Which lines of the listing below contain the word "wispy"? Report each such line in full, treating uppercase and lowercase as different.

* start SOURCE MATERIAL *

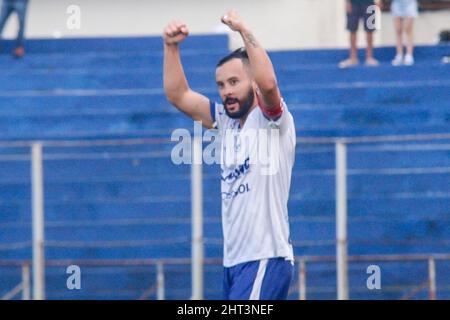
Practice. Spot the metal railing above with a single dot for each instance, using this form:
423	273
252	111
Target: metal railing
300	285
37	158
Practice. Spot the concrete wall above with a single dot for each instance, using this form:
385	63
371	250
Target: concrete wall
280	24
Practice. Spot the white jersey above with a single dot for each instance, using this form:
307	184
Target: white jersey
254	193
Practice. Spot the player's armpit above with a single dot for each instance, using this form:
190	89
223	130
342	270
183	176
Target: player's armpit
196	106
273	108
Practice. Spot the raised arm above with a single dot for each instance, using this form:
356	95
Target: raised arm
260	64
176	86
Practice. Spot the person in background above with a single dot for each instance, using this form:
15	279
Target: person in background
20	7
357	10
404	12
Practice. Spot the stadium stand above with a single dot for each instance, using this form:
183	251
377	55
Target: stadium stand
131	202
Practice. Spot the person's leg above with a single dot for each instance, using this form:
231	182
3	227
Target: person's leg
227	281
409	24
240	280
370	60
353	46
6	11
352	27
21	9
398	24
277	279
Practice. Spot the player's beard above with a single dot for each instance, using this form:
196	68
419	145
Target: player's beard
244	106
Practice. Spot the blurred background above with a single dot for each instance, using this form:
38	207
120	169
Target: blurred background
85	152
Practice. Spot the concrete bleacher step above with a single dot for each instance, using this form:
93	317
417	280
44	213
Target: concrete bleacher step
111	88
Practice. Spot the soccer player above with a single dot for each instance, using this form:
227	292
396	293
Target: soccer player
258	255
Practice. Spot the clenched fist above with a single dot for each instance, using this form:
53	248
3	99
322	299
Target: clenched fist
234	21
175	32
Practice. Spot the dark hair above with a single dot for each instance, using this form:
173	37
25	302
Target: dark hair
240	53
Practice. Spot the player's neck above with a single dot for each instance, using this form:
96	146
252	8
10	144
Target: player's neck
244	118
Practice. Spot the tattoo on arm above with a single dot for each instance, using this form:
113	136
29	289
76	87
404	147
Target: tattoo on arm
251	39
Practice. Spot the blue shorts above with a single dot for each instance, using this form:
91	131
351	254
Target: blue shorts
267	279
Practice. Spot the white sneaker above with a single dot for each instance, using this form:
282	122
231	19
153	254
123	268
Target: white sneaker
398	60
409	60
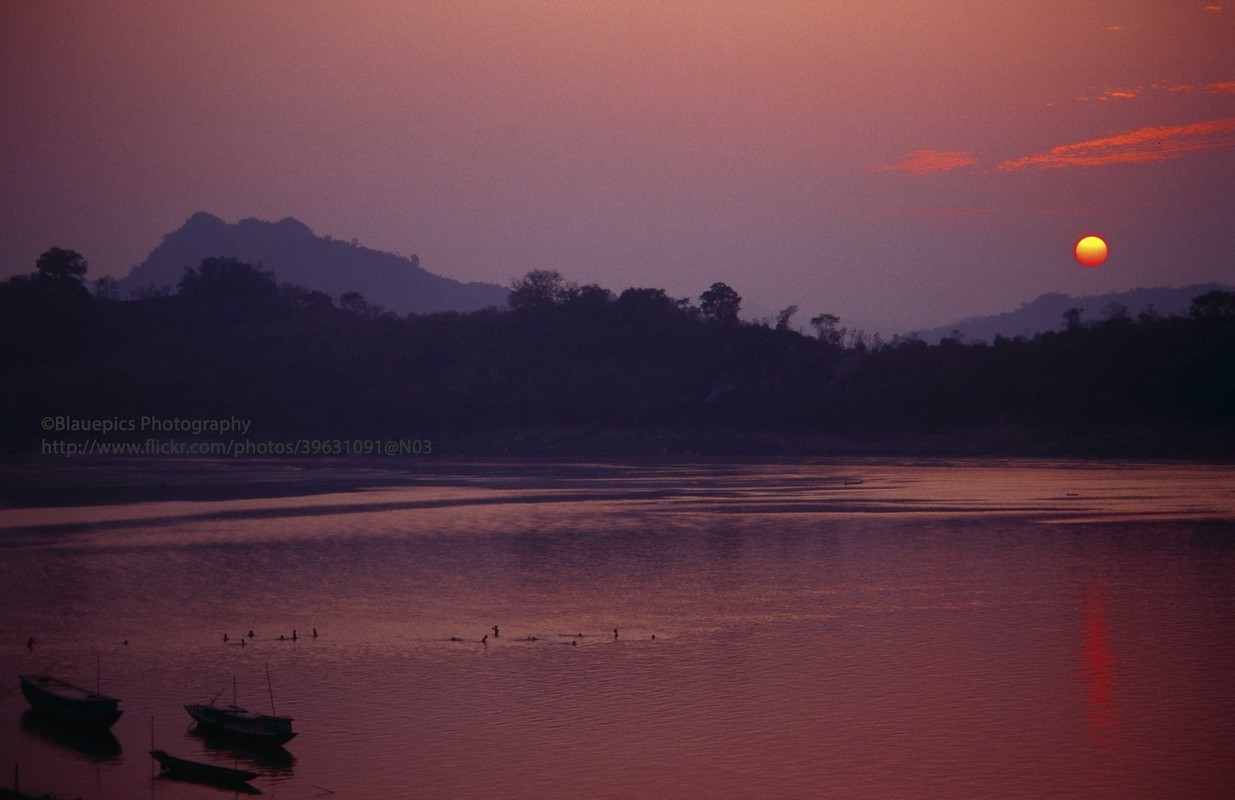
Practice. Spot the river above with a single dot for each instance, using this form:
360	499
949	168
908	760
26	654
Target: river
868	629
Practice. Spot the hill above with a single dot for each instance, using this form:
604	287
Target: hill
1046	312
290	250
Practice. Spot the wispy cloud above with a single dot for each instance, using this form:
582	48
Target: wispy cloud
1139	146
1225	87
925	161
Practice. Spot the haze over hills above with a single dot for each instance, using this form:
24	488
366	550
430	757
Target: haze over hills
290	250
1046	312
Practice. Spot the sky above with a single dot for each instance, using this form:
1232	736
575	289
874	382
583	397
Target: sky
898	163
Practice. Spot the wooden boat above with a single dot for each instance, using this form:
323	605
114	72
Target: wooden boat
71	704
201	770
242	724
251	726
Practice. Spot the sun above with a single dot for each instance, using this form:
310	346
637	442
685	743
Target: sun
1091	251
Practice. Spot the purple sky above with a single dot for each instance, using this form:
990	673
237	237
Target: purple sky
897	162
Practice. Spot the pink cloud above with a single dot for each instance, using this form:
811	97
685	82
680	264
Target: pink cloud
923	162
1140	146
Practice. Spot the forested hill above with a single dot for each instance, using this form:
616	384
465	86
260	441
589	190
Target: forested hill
292	251
584	370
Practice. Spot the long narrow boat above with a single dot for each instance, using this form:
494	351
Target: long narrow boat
200	770
251	726
71	704
242	724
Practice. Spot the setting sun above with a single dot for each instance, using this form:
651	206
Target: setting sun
1091	251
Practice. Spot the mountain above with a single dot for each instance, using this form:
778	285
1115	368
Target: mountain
295	256
1046	312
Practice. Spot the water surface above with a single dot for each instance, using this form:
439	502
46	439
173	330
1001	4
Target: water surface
863	630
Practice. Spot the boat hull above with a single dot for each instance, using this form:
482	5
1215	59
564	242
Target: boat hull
69	704
199	770
241	724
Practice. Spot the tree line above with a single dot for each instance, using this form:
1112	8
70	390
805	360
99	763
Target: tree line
583	369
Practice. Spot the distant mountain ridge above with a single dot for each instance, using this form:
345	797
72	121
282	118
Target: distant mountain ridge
1046	312
290	250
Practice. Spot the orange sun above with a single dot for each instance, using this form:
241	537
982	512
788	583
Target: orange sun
1091	251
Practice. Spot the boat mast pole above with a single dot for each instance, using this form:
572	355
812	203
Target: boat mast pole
269	688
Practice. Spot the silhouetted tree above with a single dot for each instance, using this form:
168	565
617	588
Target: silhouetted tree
1213	304
720	304
540	289
106	288
825	327
62	267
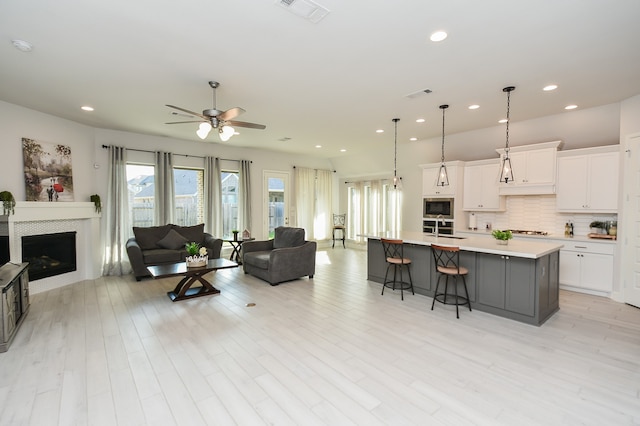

* end SOURCE MATERIAL *

• REPLY
Practice. Spot the wispy cloud above with a single dot for each instance, using this form:
Target: wispy cloud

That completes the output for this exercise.